Entries in the collection

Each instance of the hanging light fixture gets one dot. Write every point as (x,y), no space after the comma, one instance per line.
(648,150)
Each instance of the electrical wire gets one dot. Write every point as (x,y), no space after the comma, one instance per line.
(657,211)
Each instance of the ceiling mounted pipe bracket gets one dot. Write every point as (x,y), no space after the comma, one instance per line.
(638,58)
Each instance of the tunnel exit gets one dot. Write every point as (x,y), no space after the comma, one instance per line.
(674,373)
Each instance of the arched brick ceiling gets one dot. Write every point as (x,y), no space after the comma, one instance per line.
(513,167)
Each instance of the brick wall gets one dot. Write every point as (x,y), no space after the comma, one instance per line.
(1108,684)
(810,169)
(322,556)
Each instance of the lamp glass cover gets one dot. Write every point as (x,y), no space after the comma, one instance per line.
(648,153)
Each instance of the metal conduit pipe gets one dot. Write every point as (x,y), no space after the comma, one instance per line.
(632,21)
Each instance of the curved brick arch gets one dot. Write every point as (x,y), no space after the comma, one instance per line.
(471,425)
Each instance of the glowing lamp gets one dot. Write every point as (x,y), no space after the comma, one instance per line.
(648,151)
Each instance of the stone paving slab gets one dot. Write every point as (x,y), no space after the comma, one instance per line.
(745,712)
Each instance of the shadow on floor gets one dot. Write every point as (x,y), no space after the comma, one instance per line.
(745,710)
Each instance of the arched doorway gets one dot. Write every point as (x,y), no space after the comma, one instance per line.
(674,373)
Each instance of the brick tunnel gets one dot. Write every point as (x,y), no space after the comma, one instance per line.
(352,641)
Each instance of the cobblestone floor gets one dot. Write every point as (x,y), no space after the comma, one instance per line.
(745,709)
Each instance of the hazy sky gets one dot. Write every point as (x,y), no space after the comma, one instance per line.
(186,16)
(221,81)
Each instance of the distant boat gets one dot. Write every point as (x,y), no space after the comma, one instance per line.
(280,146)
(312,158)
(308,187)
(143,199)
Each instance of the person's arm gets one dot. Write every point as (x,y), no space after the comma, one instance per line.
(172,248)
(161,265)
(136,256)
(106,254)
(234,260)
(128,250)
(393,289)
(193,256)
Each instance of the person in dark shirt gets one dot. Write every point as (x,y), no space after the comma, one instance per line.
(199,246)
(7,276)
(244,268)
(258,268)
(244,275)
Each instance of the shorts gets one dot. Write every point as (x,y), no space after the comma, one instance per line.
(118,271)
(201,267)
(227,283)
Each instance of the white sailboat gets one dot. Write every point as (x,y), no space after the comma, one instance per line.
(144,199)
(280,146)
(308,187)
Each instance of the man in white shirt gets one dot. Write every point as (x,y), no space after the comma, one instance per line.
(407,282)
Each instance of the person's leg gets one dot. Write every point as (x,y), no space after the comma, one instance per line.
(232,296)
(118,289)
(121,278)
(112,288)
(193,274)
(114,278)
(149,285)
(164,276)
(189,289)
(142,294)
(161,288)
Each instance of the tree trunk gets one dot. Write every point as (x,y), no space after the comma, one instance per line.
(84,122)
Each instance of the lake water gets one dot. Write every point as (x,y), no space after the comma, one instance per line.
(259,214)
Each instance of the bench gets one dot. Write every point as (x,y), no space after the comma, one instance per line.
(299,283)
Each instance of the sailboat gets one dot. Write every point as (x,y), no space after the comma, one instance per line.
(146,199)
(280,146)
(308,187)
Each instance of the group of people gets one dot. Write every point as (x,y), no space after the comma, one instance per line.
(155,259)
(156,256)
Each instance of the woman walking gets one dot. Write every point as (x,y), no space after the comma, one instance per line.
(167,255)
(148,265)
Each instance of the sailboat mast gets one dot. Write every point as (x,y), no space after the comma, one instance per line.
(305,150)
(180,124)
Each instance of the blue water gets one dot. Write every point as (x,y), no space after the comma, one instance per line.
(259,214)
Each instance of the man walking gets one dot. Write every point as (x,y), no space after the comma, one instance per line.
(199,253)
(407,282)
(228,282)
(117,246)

> Task goal
Copy every item above verbatim, line for line.

> Full response
Each instance of the hanging light fixture gets one dot. Write every point as (x,y), no space after the comma, one instance per line.
(648,150)
Each instance of the electrical wire gets one dot. Write every point as (x,y), no space after the comma, one instance per line.
(657,211)
Each instance of the ceiling mounted pipe bracket gets one dot. Write every point as (x,y), no space after the comma, one instance per line.
(638,58)
Each instance of the tunnel exit gets one dot. Write every point as (x,y), no space after the comma, one instance per line.
(674,373)
Each instance of the arched brick ceiling gets one dot. Write every point as (x,y), no space after the comma, one instance per line.
(513,167)
Each instance of the brick wall gets one dot. Write every point as (x,y), no space after the comma, one instance per line.
(1108,684)
(810,169)
(322,556)
Each instance of the lamp glass cover gets one dot. Write every point as (x,y), no space after the comma, one instance per line.
(648,153)
Each instance of the metal conduit pipe gets one dot. Write every point as (x,y), no space after the comma, one instance per line.
(632,21)
Each instance of the curved brick arch gets one dot. Write every point as (x,y), no space after the comma, one instance per line.
(471,425)
Each instance of the glowing lamp gets one dot. Write every point as (x,y), no space after the comma, one instance per line.
(648,151)
Each instance of the stone paving slab gets one dot. Write every point as (x,y), no space after the comma, one instance per line.
(745,712)
Each instance of the shadow on floor gets one dot. Write every point as (x,y), no space after the comma, one instance per line.
(745,710)
Each instance of the arched doorway gets one dot. Write every point as (x,y), no space after the comma, one instance per line.
(674,373)
Each instance of the brick tunnel gets one dot. Write every point as (x,y), no space after the comma, one instance per line.
(352,641)
Each instance of the cobblestone floor gets one dot. Write every point as (x,y), no space after the comma, one instance per line.
(745,709)
Each instance of the hazy sky gets one dot. Write every point as (x,y), no space after the comma, one instance per line.
(186,16)
(221,81)
Each instance of the distant boat gets one dot. Write every point as (x,y), no space after the comma, one instance per line.
(280,146)
(312,158)
(308,187)
(143,199)
Each instance of the person's arm gets one dot. Write every point as (x,y), no space after the comma, one instance per line.
(172,248)
(161,265)
(136,256)
(106,254)
(234,260)
(128,250)
(393,289)
(193,256)
Each instance of the person in dark shirt gets one dot. Write every point as (x,y), no space after the comma, one instance per line.
(199,246)
(7,276)
(244,268)
(258,268)
(244,275)
Each instance of the shorts gets one dot. Write every point as (x,y), no space after the comma, one instance per line.
(118,271)
(201,267)
(227,283)
Each instance of the white sailboat gets one dot. Write every point as (x,y), no space after the comma, one instance per line.
(144,199)
(280,146)
(308,187)
Each instance of the man in white shirt gets one dot. Write every point as (x,y), no space after the comma, one instance per line.
(407,282)
Each instance of the person's leg gets one dot. Write every point as (x,y), no space after the comma, one instance per line.
(232,296)
(118,289)
(121,278)
(112,288)
(193,274)
(114,278)
(149,285)
(164,276)
(189,289)
(142,294)
(161,288)
Each instance of the tree trunk gets one dot. Write every point as (x,y), no space after the comma, one instance per line.
(84,122)
Each instance of the lake water gets one dot. Write every point as (x,y), no space after the comma, one instance per line.
(259,214)
Each instance of the bench gets one dot. Write every point as (x,y), no space after the comma, one instance per line.
(299,283)
Each instance of the sailboat gets one dot. Write every point as (x,y), no space after the comma, one instance per line.
(146,199)
(280,146)
(308,187)
Each instance of the group of people gets one dot. Write every point as (x,y), no space after the comma, one instance per line.
(155,259)
(156,256)
Each instance of the woman walking gets one dot. Write every point as (x,y), no space after the comma, one instance per line.
(167,255)
(148,265)
Each instance of the sailboat mast gets one dot. Write every point as (x,y), no space after the comma, one instance per line.
(305,150)
(180,124)
Each instance of the blue water gets one dot. Write every point as (x,y), no space after the comma, one instance per line.
(259,214)
Each instance of the man walking gets one dot. Write every point as (x,y), no space after the comma, one instance per line.
(199,253)
(407,282)
(228,282)
(117,246)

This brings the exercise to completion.